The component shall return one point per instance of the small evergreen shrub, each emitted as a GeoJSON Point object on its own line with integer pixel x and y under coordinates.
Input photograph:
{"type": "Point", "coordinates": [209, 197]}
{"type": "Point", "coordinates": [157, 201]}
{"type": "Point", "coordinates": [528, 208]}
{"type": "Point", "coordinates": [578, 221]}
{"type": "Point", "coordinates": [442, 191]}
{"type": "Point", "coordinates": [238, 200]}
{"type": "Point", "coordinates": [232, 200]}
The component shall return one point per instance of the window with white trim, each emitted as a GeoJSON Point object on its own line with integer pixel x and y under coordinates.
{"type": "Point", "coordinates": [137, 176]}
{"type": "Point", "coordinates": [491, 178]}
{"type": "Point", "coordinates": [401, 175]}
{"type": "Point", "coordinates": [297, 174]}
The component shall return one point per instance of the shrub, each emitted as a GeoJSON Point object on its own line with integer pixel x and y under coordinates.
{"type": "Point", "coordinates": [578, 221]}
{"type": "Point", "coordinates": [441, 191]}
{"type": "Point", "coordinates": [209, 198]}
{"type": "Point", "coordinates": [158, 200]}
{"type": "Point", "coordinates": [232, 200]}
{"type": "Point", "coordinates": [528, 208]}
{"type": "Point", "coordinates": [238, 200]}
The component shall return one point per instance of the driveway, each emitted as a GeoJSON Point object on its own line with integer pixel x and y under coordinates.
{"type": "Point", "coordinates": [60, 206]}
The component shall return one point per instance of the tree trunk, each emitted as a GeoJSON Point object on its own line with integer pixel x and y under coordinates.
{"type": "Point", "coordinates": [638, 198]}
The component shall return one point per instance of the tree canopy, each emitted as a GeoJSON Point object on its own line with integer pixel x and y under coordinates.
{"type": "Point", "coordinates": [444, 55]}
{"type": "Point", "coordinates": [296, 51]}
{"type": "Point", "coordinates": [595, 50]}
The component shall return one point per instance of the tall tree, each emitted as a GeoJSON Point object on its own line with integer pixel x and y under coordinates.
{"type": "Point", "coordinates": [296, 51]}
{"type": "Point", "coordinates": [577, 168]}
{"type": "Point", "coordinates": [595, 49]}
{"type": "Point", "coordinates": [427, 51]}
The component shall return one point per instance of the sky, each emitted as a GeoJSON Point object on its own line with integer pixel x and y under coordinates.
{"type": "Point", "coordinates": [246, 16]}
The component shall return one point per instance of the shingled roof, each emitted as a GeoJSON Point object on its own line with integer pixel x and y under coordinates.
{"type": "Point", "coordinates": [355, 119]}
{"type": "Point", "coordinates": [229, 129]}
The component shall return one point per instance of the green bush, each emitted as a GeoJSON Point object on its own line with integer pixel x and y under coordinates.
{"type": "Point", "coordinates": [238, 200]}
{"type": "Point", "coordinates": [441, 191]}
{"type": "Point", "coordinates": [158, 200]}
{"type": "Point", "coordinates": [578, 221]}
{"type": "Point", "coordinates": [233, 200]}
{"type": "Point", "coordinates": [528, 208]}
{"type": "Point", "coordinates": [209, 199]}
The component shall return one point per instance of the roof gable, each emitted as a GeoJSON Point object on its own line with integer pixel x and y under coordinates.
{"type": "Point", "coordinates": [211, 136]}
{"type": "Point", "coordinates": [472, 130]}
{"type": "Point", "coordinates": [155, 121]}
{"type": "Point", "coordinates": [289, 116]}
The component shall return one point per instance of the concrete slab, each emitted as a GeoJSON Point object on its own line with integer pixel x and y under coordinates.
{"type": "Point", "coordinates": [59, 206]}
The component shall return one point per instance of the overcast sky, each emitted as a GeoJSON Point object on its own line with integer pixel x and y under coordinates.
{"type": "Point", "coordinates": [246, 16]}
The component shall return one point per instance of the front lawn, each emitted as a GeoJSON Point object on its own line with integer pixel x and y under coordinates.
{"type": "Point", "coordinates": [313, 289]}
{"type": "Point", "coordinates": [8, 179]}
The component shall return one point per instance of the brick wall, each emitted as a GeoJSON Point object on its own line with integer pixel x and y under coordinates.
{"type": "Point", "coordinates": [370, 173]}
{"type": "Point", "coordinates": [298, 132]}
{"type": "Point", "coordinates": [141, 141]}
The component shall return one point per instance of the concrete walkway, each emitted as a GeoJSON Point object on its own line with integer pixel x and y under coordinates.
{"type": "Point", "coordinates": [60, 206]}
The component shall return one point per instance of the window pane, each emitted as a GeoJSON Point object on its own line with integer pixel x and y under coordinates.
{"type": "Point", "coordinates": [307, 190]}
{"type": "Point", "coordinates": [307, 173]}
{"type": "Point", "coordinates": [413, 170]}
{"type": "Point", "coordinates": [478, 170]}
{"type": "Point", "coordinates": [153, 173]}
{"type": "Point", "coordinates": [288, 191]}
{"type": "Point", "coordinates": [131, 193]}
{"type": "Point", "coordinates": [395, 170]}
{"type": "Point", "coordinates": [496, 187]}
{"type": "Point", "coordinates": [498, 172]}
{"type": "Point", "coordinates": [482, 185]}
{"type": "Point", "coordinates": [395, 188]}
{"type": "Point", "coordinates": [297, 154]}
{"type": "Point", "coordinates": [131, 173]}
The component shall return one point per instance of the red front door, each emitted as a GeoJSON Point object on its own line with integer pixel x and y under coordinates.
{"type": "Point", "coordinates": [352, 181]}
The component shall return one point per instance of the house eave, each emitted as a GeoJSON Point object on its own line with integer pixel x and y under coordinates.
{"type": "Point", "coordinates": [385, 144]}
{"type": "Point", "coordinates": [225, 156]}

◆ STATED PROBLEM ◆
Can you repeat, word for word, everything from the row containing "The component shall return one point per instance of the red" down to the last row above?

◆ FULL OUTPUT ◆
The component shall return one point per instance of the red front door, each emitted as a GeoJSON Point object on its own line with integer pixel x and y under coordinates.
{"type": "Point", "coordinates": [352, 181]}
The component shall return one point per instance of the house eave, each emitted as a GeoJSON Point object on its own line with integer pixel x and y under coordinates.
{"type": "Point", "coordinates": [385, 144]}
{"type": "Point", "coordinates": [225, 156]}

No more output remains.